*GIVEN PASSAGE*:
[Start of Attachment]
Senate Office Building, Washington, D. C. DEAR SENATOR WILEY: We desire to call your attention to bill S. 290 and a companion bill, H. R. 2297, which were introduced at the request of the Interstate Commerce Commission. If these bills are enacted, the Interstate Com. merce Commission would have jurisdiction of extension, construction, acqui. sition, and abandonment and the issuance of securities of all street or interurban railway lines furnishing intrastate passenger service which may incidentally afford switching facilities for the movement of standard freight cars. This company's business consists principally in the furnishing of mass transportation in Milwaukee and suburbs and only to a very minor extent is it engaged in the switching of standard freight cars to and from connections with steam railroads.

The amendment proposed to the act by these bills would add an additional burden to companies like ours and would produce no economic benefit or serve any public interest. If the exemptions provided in the Interstate Commerce Act were changed by the amendment proposed by these bills, it would bring about unnecessary confusion and possibly litigation to determine the status of intrastate electric railway systems such as ours, which only to a minor extent switches carload freight.

If and when these bills come up for hearing before congressional committees, we would like to have you have our letter opposing the enactment of these bills made a part of the record of any such hearings. Very truly yours,

ARTHUR M. SELLS, Vice President.

THE MILWAUKEE ELECTRIC RAILWAY & TRANSPORT Co.,

Milwaukee, Wis., March 31, 1948. Hon. John W. BYRNES, M. C.,

House Office Building, Washington, D. C. DEAR CONGRESSMAN: Thank you for your letter of March 29 calling to my attention hearing before Senate Subcommittee on Interstate and Foreign Commerce on April 1, 10:30 a. m., on bills S. 290 and H. R. 2297.
[End of Attachment]
*RECORD EXTRACTS*:
[Start of Attachment]
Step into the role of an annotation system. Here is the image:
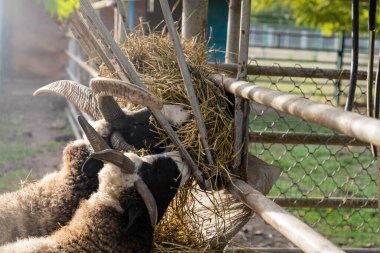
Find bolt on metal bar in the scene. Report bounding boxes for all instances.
[160,0,214,166]
[75,0,211,189]
[210,75,380,146]
[227,179,343,253]
[210,63,373,80]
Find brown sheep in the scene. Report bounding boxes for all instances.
[0,140,103,244]
[0,151,189,253]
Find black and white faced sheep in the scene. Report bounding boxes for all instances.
[34,77,190,154]
[0,140,103,244]
[0,150,189,253]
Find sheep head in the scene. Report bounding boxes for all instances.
[33,77,163,151]
[79,117,190,227]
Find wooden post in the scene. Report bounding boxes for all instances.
[226,0,241,63]
[160,0,214,166]
[210,75,380,146]
[227,179,344,253]
[232,0,251,179]
[182,0,208,39]
[79,0,211,189]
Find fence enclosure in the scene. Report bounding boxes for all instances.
[66,0,380,252]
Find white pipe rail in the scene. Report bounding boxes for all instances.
[210,75,380,146]
[228,179,344,253]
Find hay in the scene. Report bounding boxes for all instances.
[101,33,250,252]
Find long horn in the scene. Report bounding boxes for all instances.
[33,80,102,120]
[135,179,158,228]
[78,116,110,152]
[110,131,135,151]
[90,77,163,110]
[97,95,128,129]
[90,149,158,227]
[90,149,135,174]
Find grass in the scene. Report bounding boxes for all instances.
[0,169,34,192]
[250,112,380,247]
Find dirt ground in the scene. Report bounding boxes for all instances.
[0,80,74,188]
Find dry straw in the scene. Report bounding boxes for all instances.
[101,33,250,252]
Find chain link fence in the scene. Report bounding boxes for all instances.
[249,60,380,248]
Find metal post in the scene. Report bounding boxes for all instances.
[335,31,346,106]
[226,0,241,63]
[344,0,359,111]
[182,0,208,39]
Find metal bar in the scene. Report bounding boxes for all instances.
[160,0,214,166]
[210,75,380,146]
[79,0,211,189]
[92,0,115,10]
[181,0,208,39]
[335,30,344,106]
[115,0,131,36]
[249,132,368,146]
[65,50,99,77]
[269,197,377,208]
[210,63,367,80]
[225,0,241,63]
[223,248,380,253]
[367,0,377,157]
[231,0,251,179]
[227,179,343,253]
[344,0,359,111]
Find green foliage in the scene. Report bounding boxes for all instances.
[252,0,380,33]
[37,0,79,22]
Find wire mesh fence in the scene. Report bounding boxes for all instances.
[249,58,380,247]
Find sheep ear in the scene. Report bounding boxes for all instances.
[124,206,142,233]
[82,157,104,177]
[135,179,158,228]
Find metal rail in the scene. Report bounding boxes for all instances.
[214,63,367,80]
[249,132,369,146]
[227,179,343,253]
[210,75,380,146]
[269,197,377,208]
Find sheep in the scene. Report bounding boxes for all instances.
[0,140,103,244]
[33,77,190,154]
[0,149,190,253]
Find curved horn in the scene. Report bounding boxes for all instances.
[78,116,110,152]
[135,179,158,228]
[90,149,135,174]
[33,80,102,120]
[90,77,163,110]
[110,131,135,151]
[97,95,128,129]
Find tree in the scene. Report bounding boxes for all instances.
[252,0,374,33]
[37,0,79,22]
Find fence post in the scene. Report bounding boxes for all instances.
[335,31,345,106]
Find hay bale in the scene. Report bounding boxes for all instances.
[101,33,250,252]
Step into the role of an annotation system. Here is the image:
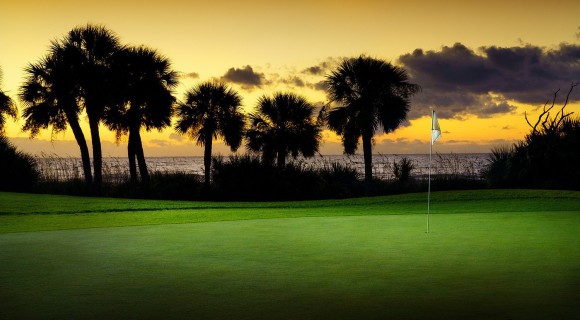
[End of Attachment]
*PROBLEM SET*:
1 > Condense the paragraph of the letter that begins "The amendment proposed to the act" into a shorter version that keeps its main points.
2 > Copy the portion of the letter starting at "THE MILWAUKEE ELECTRIC" and ending at "H. R. 2297.".
Work only from the letter; the records play no part in what follows.

*TASK-BY-TASK ANSWERS*:
1 > The proposed amendment would place an added burden on companies like this one without producing any economic benefit or serving the public interest. Changing the Interstate Commerce Act's exemptions could also cause needless confusion, and possibly litigation, over the status of intrastate electric railway systems that switch carload freight only to a minor extent.

2 >
THE MILWAUKEE ELECTRIC RAILWAY & TRANSPORT Co.,

Milwaukee, Wis., March 31, 1948. Hon. John W. BYRNES, M. C.,

House Office Building, Washington, D. C. DEAR CONGRESSMAN: Thank you for your letter of March 29 calling to my attention hearing before Senate Subcommittee on Interstate and Foreign Commerce on April 1, 10:30 a. m., on bills S. 290 and H. R. 2297.